▶ [DIRECTIONS FOR THIS TASK]: Quote each record exactly, please, leaving none out.

Data entries:
-*-
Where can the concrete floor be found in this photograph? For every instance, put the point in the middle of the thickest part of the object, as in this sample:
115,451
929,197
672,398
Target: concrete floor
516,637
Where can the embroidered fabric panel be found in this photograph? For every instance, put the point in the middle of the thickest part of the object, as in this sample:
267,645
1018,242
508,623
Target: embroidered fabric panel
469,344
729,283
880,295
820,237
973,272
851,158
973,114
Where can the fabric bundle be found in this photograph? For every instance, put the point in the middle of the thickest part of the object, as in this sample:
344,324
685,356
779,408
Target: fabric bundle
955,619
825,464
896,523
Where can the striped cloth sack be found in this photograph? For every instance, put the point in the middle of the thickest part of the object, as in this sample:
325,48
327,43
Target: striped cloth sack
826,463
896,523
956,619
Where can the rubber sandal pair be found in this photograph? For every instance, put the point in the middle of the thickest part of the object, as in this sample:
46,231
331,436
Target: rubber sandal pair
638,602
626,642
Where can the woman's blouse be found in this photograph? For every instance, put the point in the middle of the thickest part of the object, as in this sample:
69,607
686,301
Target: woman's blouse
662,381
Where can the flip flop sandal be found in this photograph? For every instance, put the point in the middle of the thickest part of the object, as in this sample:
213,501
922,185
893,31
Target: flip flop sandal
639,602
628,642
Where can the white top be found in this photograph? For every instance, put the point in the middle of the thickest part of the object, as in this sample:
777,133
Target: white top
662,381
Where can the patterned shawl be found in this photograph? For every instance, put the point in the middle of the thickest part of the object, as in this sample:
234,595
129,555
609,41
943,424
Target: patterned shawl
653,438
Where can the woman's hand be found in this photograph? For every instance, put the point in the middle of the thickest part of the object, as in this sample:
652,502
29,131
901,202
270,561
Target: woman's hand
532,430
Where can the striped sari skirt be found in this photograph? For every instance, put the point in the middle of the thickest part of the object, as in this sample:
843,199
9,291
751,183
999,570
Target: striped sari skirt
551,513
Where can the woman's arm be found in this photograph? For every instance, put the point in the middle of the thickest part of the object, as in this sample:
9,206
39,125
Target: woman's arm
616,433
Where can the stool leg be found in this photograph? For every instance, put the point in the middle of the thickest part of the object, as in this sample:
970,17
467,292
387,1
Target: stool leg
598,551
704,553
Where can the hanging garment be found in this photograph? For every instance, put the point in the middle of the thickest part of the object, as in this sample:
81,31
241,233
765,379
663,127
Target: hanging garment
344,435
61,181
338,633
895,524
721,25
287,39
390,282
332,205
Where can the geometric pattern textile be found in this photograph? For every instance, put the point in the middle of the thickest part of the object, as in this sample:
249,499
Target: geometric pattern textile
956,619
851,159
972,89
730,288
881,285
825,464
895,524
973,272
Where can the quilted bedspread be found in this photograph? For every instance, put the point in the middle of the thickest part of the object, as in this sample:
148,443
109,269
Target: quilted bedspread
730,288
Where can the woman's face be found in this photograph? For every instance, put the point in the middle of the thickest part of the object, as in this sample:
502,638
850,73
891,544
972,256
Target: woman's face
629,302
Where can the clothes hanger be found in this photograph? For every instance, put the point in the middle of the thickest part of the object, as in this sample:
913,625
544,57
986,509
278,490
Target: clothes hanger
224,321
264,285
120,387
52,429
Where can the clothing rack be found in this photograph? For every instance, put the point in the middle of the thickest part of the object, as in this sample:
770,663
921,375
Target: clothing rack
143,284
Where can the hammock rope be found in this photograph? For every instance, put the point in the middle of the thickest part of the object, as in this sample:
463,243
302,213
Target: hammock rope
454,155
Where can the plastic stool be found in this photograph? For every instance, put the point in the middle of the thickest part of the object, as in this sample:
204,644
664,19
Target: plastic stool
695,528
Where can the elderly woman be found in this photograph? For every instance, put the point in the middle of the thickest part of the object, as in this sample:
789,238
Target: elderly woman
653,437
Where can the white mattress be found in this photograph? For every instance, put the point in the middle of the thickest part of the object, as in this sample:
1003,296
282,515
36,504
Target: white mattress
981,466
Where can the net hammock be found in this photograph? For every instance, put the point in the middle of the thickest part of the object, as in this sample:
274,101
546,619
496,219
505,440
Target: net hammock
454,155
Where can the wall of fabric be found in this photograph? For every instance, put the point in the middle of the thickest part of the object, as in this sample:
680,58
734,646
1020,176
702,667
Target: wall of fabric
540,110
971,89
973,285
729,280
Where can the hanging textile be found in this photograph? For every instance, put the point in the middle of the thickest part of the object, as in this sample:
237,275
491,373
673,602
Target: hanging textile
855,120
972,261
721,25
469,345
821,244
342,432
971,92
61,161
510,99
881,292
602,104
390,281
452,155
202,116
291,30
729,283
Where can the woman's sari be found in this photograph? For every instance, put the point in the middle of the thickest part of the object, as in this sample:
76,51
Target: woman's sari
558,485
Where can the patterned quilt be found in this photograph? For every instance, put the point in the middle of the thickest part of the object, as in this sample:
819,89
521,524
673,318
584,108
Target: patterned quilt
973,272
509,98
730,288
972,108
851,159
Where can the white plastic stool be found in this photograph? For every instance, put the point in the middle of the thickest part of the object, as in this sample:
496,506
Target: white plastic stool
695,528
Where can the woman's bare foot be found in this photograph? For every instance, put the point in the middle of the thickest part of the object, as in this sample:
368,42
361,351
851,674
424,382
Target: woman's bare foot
-*-
▶ [WRITTEN RESPONSE]:
Where can the concrete floor be found in this photograph? For every instance, put the point in the middle of the thickest part of the object, as in this sample:
115,451
929,197
672,398
Target: concrete floor
516,637
Where can the embroidered fabric panel be found in this photograph? For every instance, put the point in the middle of the thickest part of the object, as in this sample:
267,645
1018,242
508,623
Target: embroidered fabric panel
469,344
729,283
880,295
820,237
973,272
851,158
973,114
Where can the fabric bundle be found in this photograph? For every instance, put the point in the middle of the thickest part of the object, as in this sample:
344,324
685,356
779,408
Target: fabric bundle
955,619
825,464
896,523
Where can the striped cloth sack be found in this photograph? For every instance, put the point in the middle of the thickest part of the object, as in this sample:
325,48
327,43
Target: striped cloth sack
826,463
896,523
956,619
Where can the rubber sandal pair be found in this photograph? For every instance, put the point in the middle of the thickest part of the object, as in this sample:
46,231
331,436
Target: rubber sandal pair
638,602
626,642
Where can the woman's blouse be found in this photograph? For every instance, put the point in the middle of the thickest part of the object, as in this sample:
69,607
686,301
Target: woman's blouse
662,381
Where can the flip flop sandal be found in this photograph? For every instance, put the point in the middle of the thickest part of the object, as in this sample:
213,501
922,185
893,31
Target: flip flop sandal
639,602
628,642
Where can the white top be found in this photograph? For every instance, put the point in the middle of the thickest part of the object, as in this sample:
777,133
Target: white top
662,381
Where can the patterned shawl be found in this photograph? For every instance, put the point in the middle of the thickest part of the object, as in this sample:
234,595
129,555
609,41
943,424
Target: patterned shawl
653,438
Where can the woman's hand be found in this photograph? For every instance, put the point in the middle of the thickest part of the object, as in this sample:
652,502
29,131
901,202
270,561
Target: woman's hand
532,430
Where can the striped sari skirt be found in this photograph? For every instance, put the point in the middle of the thickest part of the object, as in this sample:
843,199
9,291
751,183
999,570
Target: striped sari skirt
551,513
Where can the woman's arm be found in this photograph? For every instance, put the point in the middle of the thickest part of the object, as in this sample:
9,206
39,125
Target: woman's arm
616,433
Where can the stool leg be found in this photograph? For every instance, put the point in the middle of the thickest part of the object, as in this sample:
970,17
467,292
387,1
Target: stool leg
598,551
704,553
Where can the hanging garment be found in this photograph? For every instance, put the point in the middle of the thickest part of the object, as in this sample:
81,31
241,233
765,379
663,127
Target: hanging garment
344,435
61,181
338,633
895,524
721,25
287,39
390,282
332,205
Where can the geometric pattern textile be found in this photograph? For every instance, put the point in the middle of the thickest part of the object, as in this sample:
249,499
Target: geometric pattern textile
956,619
851,159
972,89
730,288
881,285
825,464
895,524
973,272
Where can the quilted bedspread be found in this photograph? For every instance, put the point in the middle of the thickest part of the object, as in this sample:
148,443
109,269
Target: quilted bedspread
730,288
Where can the woman's face be found in this photograph? For every instance, put the point in the middle of the thickest part of the object, as in this sample:
502,638
850,73
891,544
972,256
Target: woman's face
629,302
Where can the clothes hanger be found in this photograph? For every instance, put the point in the middle of the thickest part of the object, as in this sample:
913,625
544,57
986,509
278,490
Target: clothes hanger
224,321
264,285
120,387
52,429
Where can the clothing rack be found in this photograph? For every instance, put the point in the middle of the thickest part of the object, as in this sample:
770,663
921,375
Target: clothing rack
143,284
Where can the hammock rope be found in this photograph? For every instance, put the point in the middle of the thickest part of the object, as in this sample:
463,243
302,213
Target: hammock rope
454,155
Where can the plastic stool be found in this photograph? For every instance, put the point in the middle of the thickest part of the object, as in this sample:
204,644
664,19
Target: plastic stool
695,528
Where can the elderly woman be found in this photograph? For every instance, put the point in the middle of the thickest part of the object, as in this sample:
789,238
Target: elderly woman
653,437
Where can the white mattress be found in this photograph? For every instance, put the point in the middle of the thickest part of the object, as in this sample:
1003,296
282,515
36,504
Target: white mattress
981,466
Where can the net hammock be found in this photograph? For every instance, put the point in the middle of the thickest part of the object, as in this sample:
274,101
546,619
496,219
505,440
Target: net hammock
454,155
Where can the wall of fabric be found in this photograph? For every instance, put the point in the middle of the thickest part of the object, as in this sample:
680,58
734,646
1020,176
702,667
Target: wall of fabric
540,110
971,89
973,285
729,280
Where can the hanging textile be found in this photograph? For every instance, put the point in the middle of the thickest part of the object, as in this sample:
237,275
491,373
673,602
Target: hanging textile
855,120
972,261
721,25
469,345
821,244
342,432
971,92
61,161
510,99
881,292
602,104
390,281
452,155
202,116
291,30
729,283
Where can the woman's sari be found in this photograph? For every instance, put the point in the middle of the thickest part of the object, as in this sample:
76,51
Target: woman's sari
558,485
Where can the patterned quilt be found in this photograph? For every instance, put the point in the middle of the thickest part of the object, as in this sample:
819,89
521,524
673,318
584,108
Target: patterned quilt
973,272
509,98
730,288
972,108
851,159
Where can the white plastic stool be found in this photograph? For every instance, put the point in the middle of the thickest part of the object, as in this sample:
496,506
Target: white plastic stool
695,528
Where can the woman's bare foot be found in this photograph? For every instance, put the point in the middle of the thickest part of the object, as in this sample:
368,42
361,351
851,674
424,382
Target: woman's bare foot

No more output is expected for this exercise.